Outline annotation records:
>> START

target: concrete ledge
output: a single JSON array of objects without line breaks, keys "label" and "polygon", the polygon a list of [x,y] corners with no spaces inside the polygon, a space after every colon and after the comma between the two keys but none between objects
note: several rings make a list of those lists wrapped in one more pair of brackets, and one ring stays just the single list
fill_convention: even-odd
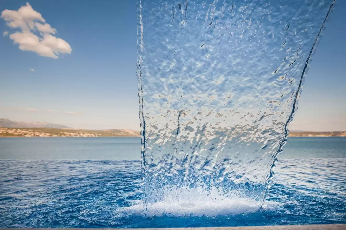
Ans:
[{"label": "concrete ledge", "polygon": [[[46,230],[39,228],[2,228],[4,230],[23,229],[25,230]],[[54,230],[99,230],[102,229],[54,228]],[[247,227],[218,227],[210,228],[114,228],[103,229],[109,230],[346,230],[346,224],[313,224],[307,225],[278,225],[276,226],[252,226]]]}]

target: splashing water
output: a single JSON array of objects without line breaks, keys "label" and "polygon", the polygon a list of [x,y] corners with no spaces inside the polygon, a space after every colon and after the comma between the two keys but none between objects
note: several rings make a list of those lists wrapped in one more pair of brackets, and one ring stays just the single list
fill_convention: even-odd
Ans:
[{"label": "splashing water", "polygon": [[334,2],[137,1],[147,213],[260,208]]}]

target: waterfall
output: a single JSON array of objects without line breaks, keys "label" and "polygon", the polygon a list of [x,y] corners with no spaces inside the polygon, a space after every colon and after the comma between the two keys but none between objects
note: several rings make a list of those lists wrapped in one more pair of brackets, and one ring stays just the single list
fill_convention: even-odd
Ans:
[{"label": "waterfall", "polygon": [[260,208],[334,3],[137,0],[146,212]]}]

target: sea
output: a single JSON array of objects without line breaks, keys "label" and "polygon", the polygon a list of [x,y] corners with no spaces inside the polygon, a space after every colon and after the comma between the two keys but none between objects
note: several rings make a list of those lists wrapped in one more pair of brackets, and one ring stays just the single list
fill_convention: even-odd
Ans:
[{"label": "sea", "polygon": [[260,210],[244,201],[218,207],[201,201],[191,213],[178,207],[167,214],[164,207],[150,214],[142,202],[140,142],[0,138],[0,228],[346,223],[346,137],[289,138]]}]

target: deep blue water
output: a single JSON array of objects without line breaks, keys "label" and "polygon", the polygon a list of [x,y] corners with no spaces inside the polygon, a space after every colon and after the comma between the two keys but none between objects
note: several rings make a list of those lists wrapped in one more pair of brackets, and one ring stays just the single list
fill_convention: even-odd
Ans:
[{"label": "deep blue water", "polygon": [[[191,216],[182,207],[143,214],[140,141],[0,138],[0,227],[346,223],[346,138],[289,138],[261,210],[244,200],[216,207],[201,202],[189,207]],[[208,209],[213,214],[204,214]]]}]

>> END

Please retype every line of the data above without any changes, but leave the pictures out.

target: concrete ledge
output: a single JSON array of objects without line breaks, keys "label" and "polygon", the polygon a list of [x,y] corners with no spaces inside the polygon, a space after every colon and after the comma between the two keys but none between objects
note: several rings make a list of those lists wrapped in one more pair of brackets, and one ring stays just the single list
fill_convention: even-odd
Ans:
[{"label": "concrete ledge", "polygon": [[[46,230],[39,228],[2,228],[4,230],[23,229],[25,230]],[[54,230],[99,230],[102,229],[54,228]],[[247,227],[218,227],[210,228],[114,228],[103,229],[109,230],[346,230],[346,224],[313,224],[307,225],[278,225],[276,226],[252,226]]]}]

target: splashing water
output: a single JSON array of objects without line breaks, keys "label" and "polygon", the polygon a list of [x,y] corners with no spaces inside the polygon, a space after every colon and after the comma between the two keys but none between objects
note: several rings make a list of those lists wrapped in one more pair of brackets, and one ring stays just the single list
fill_convention: even-odd
Ans:
[{"label": "splashing water", "polygon": [[334,2],[137,1],[147,213],[260,208]]}]

target: waterfall
output: a single JSON array of objects without line breaks, keys "label" and "polygon", the polygon a list of [x,y] corners with no spaces inside the polygon, a space after every colon and after the comma between the two keys but none between objects
note: several rings make a list of those lists wrapped in one more pair of brackets, and one ring stays just the single list
fill_convention: even-odd
Ans:
[{"label": "waterfall", "polygon": [[260,208],[334,3],[137,0],[146,212]]}]

target: sea
output: a single JSON array of objects without line breaks, keys "label" and "polygon", the polygon a list of [x,y] corners with no spaces inside the polygon, a space after every colon and after the comma between the two keys but none between objects
note: several rings make a list of those lists wrapped in one more pair of brackets, and one ring stays just the single list
fill_convention: even-odd
Ans:
[{"label": "sea", "polygon": [[260,210],[244,201],[218,207],[201,201],[191,213],[178,207],[167,214],[164,207],[150,214],[142,202],[140,142],[0,138],[0,228],[346,223],[346,137],[289,138]]}]

target: deep blue water
output: a single JSON array of objects without line breaks, keys "label" and "polygon", the polygon a list of [x,y] corners with no spaces inside the polygon, a space after every colon and after the comma between the two keys but none between objects
note: several rings make a list of those lists wrapped in one more pair of brackets, and one ring stays just the single list
fill_convention: even-odd
Ans:
[{"label": "deep blue water", "polygon": [[[191,216],[182,207],[143,214],[140,141],[0,138],[0,227],[346,223],[346,138],[289,138],[261,210],[244,200],[216,207],[201,202],[189,207]],[[208,209],[213,214],[204,214]]]}]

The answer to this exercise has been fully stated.